- **Task requirements**: Transcribe, exactly as they appear, only the lines from the one holding "Locate the jagged" through the end of the entries below.

--- Dataset content ---

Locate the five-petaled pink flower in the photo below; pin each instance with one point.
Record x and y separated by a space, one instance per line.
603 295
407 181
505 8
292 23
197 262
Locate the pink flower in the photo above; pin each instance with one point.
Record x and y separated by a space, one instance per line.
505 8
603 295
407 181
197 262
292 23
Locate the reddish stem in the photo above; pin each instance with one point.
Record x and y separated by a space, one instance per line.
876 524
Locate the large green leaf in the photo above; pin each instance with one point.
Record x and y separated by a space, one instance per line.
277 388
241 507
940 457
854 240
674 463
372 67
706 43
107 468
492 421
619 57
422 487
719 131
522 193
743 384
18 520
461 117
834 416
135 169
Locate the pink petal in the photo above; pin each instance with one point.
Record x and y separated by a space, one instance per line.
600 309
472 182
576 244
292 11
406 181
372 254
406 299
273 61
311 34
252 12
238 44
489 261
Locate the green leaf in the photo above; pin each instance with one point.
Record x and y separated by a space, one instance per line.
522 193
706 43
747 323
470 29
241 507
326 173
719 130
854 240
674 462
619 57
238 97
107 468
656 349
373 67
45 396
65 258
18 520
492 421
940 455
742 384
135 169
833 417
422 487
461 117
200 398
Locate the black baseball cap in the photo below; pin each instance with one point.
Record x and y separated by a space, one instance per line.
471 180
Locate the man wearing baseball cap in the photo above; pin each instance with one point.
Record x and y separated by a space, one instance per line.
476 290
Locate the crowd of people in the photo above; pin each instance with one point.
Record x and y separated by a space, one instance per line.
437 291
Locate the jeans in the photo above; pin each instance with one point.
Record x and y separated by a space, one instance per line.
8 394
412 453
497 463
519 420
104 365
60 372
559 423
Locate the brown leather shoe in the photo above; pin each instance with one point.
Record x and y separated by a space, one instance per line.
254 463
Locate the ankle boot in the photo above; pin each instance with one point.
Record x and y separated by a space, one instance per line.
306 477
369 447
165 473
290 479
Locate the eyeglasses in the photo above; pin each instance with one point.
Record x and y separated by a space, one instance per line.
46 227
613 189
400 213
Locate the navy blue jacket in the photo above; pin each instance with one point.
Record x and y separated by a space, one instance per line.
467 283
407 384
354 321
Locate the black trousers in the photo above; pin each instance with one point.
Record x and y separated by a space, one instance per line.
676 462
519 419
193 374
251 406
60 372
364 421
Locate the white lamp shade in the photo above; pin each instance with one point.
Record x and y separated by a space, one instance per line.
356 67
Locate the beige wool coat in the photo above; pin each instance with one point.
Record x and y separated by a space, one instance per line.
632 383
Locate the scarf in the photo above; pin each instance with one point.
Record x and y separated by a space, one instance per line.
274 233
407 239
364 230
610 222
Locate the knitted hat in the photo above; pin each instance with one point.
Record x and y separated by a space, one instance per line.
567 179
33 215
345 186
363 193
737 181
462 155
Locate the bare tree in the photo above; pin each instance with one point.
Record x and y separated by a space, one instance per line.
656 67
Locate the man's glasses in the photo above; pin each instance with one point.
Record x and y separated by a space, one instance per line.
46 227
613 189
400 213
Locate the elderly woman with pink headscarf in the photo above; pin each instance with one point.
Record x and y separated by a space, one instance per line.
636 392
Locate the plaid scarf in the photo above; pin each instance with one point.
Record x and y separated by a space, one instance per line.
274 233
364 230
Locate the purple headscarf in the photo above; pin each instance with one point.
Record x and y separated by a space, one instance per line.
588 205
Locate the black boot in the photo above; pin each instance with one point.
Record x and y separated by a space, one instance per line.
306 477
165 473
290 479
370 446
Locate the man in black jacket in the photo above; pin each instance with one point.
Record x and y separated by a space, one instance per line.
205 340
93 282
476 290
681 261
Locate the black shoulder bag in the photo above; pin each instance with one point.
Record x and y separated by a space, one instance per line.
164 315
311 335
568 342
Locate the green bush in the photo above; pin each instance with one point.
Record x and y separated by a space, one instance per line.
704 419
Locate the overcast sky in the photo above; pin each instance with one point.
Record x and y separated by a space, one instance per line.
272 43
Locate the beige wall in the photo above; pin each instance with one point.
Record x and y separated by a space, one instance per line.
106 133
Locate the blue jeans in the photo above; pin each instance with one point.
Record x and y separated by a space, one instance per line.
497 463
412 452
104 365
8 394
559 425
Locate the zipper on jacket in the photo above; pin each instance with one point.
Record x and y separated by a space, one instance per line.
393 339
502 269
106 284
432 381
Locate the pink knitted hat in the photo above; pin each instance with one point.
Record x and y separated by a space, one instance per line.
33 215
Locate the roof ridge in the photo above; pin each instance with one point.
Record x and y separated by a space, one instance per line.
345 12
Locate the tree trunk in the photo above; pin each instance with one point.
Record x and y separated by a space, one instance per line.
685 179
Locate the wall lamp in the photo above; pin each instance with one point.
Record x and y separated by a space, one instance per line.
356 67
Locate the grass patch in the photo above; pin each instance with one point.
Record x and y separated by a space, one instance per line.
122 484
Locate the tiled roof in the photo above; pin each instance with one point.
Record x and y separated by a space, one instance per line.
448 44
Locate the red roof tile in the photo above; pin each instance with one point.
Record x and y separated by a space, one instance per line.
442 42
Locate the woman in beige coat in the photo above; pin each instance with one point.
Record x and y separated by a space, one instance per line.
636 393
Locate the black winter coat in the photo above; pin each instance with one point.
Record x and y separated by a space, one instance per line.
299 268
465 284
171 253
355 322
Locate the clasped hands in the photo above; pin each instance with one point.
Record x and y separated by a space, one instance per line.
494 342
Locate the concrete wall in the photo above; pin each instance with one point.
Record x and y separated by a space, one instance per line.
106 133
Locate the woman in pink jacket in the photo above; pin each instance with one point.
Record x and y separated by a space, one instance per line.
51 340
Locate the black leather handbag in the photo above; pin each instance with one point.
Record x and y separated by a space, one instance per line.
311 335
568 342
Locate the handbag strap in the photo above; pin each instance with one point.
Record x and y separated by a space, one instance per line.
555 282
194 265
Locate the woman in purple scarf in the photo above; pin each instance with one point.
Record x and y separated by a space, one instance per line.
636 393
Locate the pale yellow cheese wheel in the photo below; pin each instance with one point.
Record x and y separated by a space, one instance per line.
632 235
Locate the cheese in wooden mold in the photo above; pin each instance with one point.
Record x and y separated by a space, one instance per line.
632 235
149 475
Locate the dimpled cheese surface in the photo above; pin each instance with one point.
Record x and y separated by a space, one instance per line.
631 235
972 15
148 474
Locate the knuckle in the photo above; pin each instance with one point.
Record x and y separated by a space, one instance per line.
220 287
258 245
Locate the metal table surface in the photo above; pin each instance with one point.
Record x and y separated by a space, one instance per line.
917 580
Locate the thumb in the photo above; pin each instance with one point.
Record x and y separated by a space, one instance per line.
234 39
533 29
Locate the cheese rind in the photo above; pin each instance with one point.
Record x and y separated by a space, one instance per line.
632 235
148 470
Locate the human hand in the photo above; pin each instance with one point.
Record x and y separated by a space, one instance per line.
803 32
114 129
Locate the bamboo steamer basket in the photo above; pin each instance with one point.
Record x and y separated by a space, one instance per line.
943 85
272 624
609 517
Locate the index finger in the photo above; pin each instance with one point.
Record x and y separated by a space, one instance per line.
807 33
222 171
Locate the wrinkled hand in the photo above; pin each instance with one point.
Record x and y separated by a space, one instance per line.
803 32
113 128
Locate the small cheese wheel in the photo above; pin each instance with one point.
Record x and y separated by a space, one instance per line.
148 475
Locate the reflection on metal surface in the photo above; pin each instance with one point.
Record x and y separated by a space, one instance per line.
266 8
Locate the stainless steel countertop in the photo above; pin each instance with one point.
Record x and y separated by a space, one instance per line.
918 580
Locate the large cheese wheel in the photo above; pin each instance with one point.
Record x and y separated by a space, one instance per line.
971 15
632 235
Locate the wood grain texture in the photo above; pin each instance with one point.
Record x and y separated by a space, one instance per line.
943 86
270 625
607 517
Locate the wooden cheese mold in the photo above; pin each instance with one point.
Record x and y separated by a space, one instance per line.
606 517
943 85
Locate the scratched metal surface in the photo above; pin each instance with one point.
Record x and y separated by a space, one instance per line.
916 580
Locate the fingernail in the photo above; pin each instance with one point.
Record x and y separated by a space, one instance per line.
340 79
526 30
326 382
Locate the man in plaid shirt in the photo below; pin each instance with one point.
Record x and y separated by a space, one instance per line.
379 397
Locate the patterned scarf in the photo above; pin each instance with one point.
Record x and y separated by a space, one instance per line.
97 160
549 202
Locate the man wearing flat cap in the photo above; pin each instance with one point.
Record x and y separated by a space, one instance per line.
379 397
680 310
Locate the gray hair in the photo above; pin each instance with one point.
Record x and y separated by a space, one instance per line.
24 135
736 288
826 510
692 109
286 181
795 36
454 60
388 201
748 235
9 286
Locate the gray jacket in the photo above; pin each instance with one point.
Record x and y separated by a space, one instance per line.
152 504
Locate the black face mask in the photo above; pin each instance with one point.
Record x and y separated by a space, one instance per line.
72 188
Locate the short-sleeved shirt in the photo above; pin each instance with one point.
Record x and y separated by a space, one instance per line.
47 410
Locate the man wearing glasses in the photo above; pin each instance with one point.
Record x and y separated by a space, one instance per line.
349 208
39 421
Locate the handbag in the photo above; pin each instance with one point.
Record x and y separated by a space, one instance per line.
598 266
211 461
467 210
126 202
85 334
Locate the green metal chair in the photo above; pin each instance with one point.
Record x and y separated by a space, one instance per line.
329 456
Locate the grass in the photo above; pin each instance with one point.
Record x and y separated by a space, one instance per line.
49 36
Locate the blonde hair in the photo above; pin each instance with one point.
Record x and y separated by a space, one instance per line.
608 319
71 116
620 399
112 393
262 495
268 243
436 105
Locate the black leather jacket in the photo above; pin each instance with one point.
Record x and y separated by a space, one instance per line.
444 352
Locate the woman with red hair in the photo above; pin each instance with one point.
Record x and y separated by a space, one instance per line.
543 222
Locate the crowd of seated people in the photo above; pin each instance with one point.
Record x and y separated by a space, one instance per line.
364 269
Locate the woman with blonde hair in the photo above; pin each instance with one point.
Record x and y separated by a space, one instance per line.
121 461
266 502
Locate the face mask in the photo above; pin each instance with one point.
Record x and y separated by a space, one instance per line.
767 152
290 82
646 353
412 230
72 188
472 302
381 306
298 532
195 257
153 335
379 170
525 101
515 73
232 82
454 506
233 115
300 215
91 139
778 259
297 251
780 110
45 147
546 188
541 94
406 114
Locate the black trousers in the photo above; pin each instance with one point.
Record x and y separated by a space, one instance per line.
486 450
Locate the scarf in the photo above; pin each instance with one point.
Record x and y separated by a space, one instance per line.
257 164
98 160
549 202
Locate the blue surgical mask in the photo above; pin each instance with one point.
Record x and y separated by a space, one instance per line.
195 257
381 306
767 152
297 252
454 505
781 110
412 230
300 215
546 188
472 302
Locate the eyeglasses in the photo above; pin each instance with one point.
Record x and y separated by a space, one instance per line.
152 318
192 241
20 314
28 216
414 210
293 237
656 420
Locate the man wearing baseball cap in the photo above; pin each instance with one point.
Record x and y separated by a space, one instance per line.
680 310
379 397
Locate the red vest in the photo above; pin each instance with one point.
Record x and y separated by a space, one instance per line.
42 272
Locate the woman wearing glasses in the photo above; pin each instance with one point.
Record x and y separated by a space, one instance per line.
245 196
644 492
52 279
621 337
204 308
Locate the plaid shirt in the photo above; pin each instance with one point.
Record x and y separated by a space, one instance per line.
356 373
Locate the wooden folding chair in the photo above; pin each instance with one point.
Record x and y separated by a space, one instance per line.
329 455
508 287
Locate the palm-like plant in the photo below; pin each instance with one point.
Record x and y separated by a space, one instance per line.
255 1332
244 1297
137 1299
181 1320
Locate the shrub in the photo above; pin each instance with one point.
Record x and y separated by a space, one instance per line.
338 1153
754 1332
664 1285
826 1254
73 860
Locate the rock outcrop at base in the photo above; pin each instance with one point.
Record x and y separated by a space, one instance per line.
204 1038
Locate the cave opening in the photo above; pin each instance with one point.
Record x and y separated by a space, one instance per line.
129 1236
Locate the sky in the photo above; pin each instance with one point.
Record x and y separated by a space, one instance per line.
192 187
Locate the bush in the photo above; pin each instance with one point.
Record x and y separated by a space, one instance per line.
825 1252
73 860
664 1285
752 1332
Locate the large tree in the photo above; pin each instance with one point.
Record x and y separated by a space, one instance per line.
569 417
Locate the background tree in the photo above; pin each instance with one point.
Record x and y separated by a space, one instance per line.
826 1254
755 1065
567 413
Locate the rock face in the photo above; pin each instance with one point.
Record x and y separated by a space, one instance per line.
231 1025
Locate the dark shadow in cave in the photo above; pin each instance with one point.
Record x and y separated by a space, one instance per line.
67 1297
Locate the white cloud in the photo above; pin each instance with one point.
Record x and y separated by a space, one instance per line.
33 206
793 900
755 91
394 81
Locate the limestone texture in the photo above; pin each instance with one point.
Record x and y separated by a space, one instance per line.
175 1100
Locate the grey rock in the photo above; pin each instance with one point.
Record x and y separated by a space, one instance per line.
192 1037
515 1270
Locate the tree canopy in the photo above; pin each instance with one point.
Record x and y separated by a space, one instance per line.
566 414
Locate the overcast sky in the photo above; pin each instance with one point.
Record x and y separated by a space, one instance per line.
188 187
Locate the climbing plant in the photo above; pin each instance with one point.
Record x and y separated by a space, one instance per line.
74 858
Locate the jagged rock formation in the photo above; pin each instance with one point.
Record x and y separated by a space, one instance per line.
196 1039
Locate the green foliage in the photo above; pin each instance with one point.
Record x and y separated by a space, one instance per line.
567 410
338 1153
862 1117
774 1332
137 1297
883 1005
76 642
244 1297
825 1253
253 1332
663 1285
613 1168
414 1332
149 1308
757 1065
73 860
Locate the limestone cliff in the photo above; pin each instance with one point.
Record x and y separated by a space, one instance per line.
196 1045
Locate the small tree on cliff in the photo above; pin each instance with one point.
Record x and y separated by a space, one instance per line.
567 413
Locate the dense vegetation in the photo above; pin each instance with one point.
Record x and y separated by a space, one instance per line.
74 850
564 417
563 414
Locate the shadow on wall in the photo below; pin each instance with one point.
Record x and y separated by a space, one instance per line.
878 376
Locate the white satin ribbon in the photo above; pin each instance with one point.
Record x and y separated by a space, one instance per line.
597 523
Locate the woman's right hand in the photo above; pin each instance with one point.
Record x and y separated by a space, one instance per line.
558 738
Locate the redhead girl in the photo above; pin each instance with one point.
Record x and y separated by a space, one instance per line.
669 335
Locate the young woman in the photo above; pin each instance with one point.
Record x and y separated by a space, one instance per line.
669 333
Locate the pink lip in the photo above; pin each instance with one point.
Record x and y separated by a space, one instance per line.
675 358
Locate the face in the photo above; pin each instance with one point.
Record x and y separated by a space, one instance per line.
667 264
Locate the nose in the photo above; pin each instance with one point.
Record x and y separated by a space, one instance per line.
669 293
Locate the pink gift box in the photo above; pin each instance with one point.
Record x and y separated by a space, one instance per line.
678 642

---

- **Response**:
Locate the jagged rock formation in the photo above; pin each instance with one point.
Record x and y separated by a space, one instance per line.
196 1039
Locate the green foliage in the photo above; pin each instance with one point.
Record x and y separated by a space, one instance per line.
567 410
338 1153
862 1117
774 1332
137 1297
883 1005
76 642
244 1297
825 1253
253 1332
663 1285
613 1168
414 1332
149 1308
757 1065
73 860
Locate the limestone cliff in the photo above; pin each instance with one point.
Record x and y separated by a space, one instance per line.
196 1045
Locate the small tree on cliff in the photo above; pin each instance with one point.
Record x and y separated by a space, one instance per line.
567 413
Locate the dense vegetation in the photo above; pin each instance with one point.
Record x and y separated by a space, one instance per line.
74 850
564 417
563 414
Locate the shadow on wall in the photo below; pin each instance with one point.
Record x and y separated by a space, one instance per line.
878 376
Locate the white satin ribbon in the photo above; pin each instance with one point.
Record x and y separated by a space, one instance per line.
597 523
Locate the woman's right hand in the photo above; pin each instance with one point.
Record x and y separated by a space, one instance per line.
558 738
Locate the redhead girl in the photo above; pin each instance with one point.
Record x and y separated by a space, one instance per line.
669 335
Locate the young woman in the photo above; pin each instance with one point.
Record x and y separated by a space, one instance per line.
669 333
Locate the pink lip in the photo above; pin each instance with one point.
Record x and y separated by a space, one instance per line.
675 358
Locate the face in the photo above; pin each instance with one point.
Record x and y separated by a space, one instance per line.
667 264
Locate the nose in the photo above; pin each instance with one point.
Record x and y separated by a space, one instance per line.
669 293
Locate the pink gift box in the photo above; pin each instance with one point.
Record x and y separated by a space, one instance per line.
678 642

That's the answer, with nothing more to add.